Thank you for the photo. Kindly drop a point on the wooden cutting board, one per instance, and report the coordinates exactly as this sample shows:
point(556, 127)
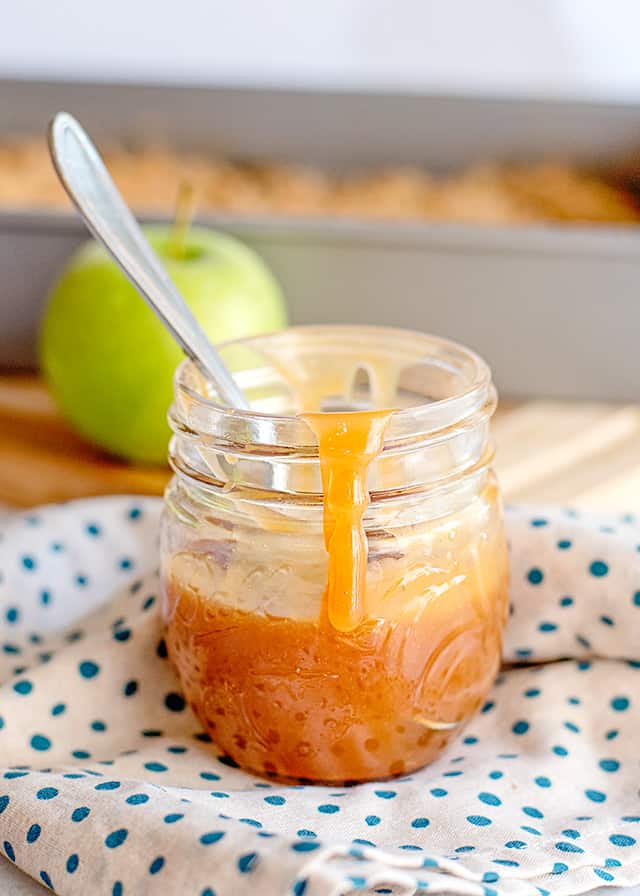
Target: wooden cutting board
point(41, 460)
point(583, 454)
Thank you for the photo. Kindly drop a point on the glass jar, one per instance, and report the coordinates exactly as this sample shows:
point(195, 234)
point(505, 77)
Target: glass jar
point(281, 688)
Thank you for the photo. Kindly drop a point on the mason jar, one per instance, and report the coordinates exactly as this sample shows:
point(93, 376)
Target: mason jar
point(280, 688)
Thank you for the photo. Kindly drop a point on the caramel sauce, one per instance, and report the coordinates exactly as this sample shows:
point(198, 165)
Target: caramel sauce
point(355, 662)
point(347, 443)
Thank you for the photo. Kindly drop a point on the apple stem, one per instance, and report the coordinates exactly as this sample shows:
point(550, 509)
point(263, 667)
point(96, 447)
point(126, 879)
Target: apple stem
point(183, 216)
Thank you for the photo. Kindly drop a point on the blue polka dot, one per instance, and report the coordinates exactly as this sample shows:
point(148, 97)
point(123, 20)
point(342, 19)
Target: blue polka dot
point(568, 847)
point(620, 704)
point(108, 785)
point(211, 837)
point(520, 727)
point(305, 846)
point(248, 862)
point(622, 840)
point(490, 799)
point(88, 669)
point(532, 812)
point(33, 833)
point(80, 813)
point(479, 820)
point(116, 838)
point(571, 834)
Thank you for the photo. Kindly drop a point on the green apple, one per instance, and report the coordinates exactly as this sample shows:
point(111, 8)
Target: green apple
point(108, 360)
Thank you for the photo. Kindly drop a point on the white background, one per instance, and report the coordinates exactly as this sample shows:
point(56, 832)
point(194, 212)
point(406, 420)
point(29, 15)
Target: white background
point(566, 47)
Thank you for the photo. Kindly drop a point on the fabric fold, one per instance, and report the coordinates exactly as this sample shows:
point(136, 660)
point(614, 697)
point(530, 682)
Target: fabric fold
point(109, 786)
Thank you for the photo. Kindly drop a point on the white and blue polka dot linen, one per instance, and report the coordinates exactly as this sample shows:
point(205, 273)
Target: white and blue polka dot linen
point(109, 787)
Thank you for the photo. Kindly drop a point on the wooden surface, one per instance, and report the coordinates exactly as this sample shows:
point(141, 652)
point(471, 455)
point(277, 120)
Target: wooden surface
point(585, 455)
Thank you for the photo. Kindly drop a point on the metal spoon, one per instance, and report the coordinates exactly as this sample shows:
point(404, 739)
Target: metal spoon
point(87, 181)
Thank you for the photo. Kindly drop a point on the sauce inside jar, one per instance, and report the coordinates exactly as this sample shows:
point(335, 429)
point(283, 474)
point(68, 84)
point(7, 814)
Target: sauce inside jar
point(352, 658)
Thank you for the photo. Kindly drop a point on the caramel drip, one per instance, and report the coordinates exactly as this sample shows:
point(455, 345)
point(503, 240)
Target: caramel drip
point(347, 445)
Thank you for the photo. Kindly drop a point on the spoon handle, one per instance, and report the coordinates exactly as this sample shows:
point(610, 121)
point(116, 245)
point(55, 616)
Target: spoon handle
point(87, 181)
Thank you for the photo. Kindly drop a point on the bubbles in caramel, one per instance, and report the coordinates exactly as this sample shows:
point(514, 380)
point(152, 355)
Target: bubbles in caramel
point(335, 583)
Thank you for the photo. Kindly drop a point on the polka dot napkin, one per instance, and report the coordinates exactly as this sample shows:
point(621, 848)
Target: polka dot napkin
point(108, 786)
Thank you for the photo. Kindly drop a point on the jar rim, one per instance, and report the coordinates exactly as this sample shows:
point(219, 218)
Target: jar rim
point(425, 418)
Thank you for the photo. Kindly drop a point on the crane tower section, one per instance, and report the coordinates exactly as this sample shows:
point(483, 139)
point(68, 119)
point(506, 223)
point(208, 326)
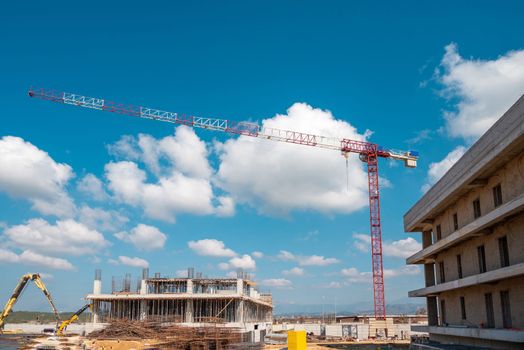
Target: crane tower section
point(367, 151)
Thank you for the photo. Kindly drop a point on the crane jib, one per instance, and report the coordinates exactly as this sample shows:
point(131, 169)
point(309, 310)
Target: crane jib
point(367, 151)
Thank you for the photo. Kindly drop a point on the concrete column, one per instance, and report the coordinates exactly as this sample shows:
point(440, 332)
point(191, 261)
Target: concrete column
point(429, 274)
point(97, 283)
point(431, 303)
point(239, 317)
point(97, 290)
point(240, 286)
point(188, 318)
point(426, 239)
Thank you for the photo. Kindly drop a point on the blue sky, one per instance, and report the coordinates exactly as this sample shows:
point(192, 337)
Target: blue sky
point(81, 189)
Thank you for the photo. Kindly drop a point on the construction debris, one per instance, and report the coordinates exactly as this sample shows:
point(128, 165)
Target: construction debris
point(210, 335)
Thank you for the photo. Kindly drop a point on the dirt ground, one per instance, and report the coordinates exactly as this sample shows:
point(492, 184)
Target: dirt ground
point(80, 343)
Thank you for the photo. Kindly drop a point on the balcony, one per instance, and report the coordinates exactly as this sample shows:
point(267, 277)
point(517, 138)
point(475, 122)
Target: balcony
point(475, 228)
point(486, 277)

_ _ _ _ _

Rewrite the records from the line with "caramel drip, one" to the line with "point(210, 335)", changing "Target" to "Object" and leaving every other word as it is. Omit the pictures from your answer.

Thank you for the photo. Kindly drop a point on the caramel drip, one per instance, and report the coordinates exactly as this sample shows:
point(455, 345)
point(503, 240)
Object: caramel drip
point(347, 445)
Thank you for the photo. Kindly drop a point on the spoon handle, one per instance, and report the coordinates exactly as this sample shows:
point(610, 121)
point(116, 245)
point(55, 616)
Object: spoon handle
point(87, 181)
Thank you for the photo. Kindly drop a point on the bubbles in caramel, one per instance, and report the coordinates exactly as this sample shows:
point(514, 380)
point(152, 355)
Object: bubbles in caramel
point(335, 583)
Thank you for the photo. Kindly drop a point on the polka dot napkin, one per instance, and report the coordinates exactly as this sample shows:
point(621, 848)
Object: polka dot napkin
point(108, 786)
Thank you for the photo. Kindly drop a point on the jar rim, one per instance, and report the coordinates exactly as this sample shows:
point(219, 218)
Object: jar rim
point(425, 418)
Thank you for the photo. Kindly drop a point on the crane tower section, one per instance, and report the coordinates exactly as this sample shows:
point(483, 139)
point(68, 119)
point(506, 223)
point(208, 326)
Object: crane tower section
point(367, 151)
Thank you for the photo. Kindly drop a point on the crane jib, one per instance, and report the coordinates exactly as this sample shows:
point(131, 169)
point(309, 310)
Object: crane jib
point(367, 151)
Thank you for the photo. Kindly drop a point on the concrete column, one per instance, and report the coordinates exactly as this sample shows:
point(440, 332)
point(191, 261)
Object: concrete column
point(429, 274)
point(97, 283)
point(431, 303)
point(239, 317)
point(97, 290)
point(240, 286)
point(188, 318)
point(426, 239)
Thank you for the photo. Kindly drop a point on the blue sky, one per instance, and report the coordinates exactly as this sample shows:
point(192, 337)
Object: blue sky
point(81, 189)
Thank you for the photo. Kindly drop a point on the construction debris, one per instance, and report the coordinates exactly as this sample shows:
point(128, 165)
Object: construction debris
point(210, 335)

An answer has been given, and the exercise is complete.